>> begin LISTED ENTRIES

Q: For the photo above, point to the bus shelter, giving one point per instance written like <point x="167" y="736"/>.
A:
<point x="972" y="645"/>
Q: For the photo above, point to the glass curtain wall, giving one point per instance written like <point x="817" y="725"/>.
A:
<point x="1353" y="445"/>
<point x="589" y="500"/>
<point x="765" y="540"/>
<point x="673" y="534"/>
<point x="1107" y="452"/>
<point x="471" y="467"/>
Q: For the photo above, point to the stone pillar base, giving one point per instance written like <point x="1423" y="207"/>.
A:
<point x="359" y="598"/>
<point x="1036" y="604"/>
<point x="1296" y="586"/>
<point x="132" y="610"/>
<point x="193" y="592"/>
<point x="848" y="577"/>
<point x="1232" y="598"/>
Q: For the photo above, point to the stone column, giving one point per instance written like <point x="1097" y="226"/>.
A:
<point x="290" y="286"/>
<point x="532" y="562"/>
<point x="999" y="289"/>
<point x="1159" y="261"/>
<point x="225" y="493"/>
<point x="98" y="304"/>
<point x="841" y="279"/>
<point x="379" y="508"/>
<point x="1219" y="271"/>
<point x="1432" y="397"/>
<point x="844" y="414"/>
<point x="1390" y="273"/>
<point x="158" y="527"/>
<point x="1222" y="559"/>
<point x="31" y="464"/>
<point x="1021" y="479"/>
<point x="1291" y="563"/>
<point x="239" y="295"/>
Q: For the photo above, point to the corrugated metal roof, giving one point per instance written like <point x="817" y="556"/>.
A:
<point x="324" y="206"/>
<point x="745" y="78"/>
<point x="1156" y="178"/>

>> end LISTED ENTRIES

EXERCISE AIM — Copy every item above word for word, keeping each line as it appears.

EXERCISE RESPONSE —
Q: For the photo above, point to the bus shelter, giving one point per instance written like <point x="167" y="736"/>.
A:
<point x="972" y="645"/>
Q: For the photo above, point to the glass curtain wall, giving one point per instance written like <point x="817" y="725"/>.
A:
<point x="1353" y="445"/>
<point x="589" y="500"/>
<point x="765" y="540"/>
<point x="673" y="534"/>
<point x="1107" y="452"/>
<point x="471" y="467"/>
Q: For the photo above, point to the stone pillar base, giving one point per instance written like <point x="1423" y="207"/>.
A:
<point x="359" y="598"/>
<point x="1036" y="604"/>
<point x="1296" y="586"/>
<point x="132" y="610"/>
<point x="193" y="592"/>
<point x="848" y="577"/>
<point x="1232" y="598"/>
Q: For the photo above, point to the stone column, giving one point per instance written like <point x="1097" y="226"/>.
A:
<point x="290" y="286"/>
<point x="532" y="562"/>
<point x="999" y="289"/>
<point x="1159" y="261"/>
<point x="225" y="493"/>
<point x="98" y="304"/>
<point x="841" y="279"/>
<point x="379" y="508"/>
<point x="1219" y="271"/>
<point x="1432" y="397"/>
<point x="844" y="414"/>
<point x="1390" y="273"/>
<point x="158" y="527"/>
<point x="1222" y="559"/>
<point x="31" y="464"/>
<point x="1021" y="479"/>
<point x="1291" y="563"/>
<point x="239" y="295"/>
Q: For the photo above, point to the corrugated metal roof, giving one point per instance written like <point x="817" y="556"/>.
A:
<point x="324" y="206"/>
<point x="745" y="78"/>
<point x="1156" y="178"/>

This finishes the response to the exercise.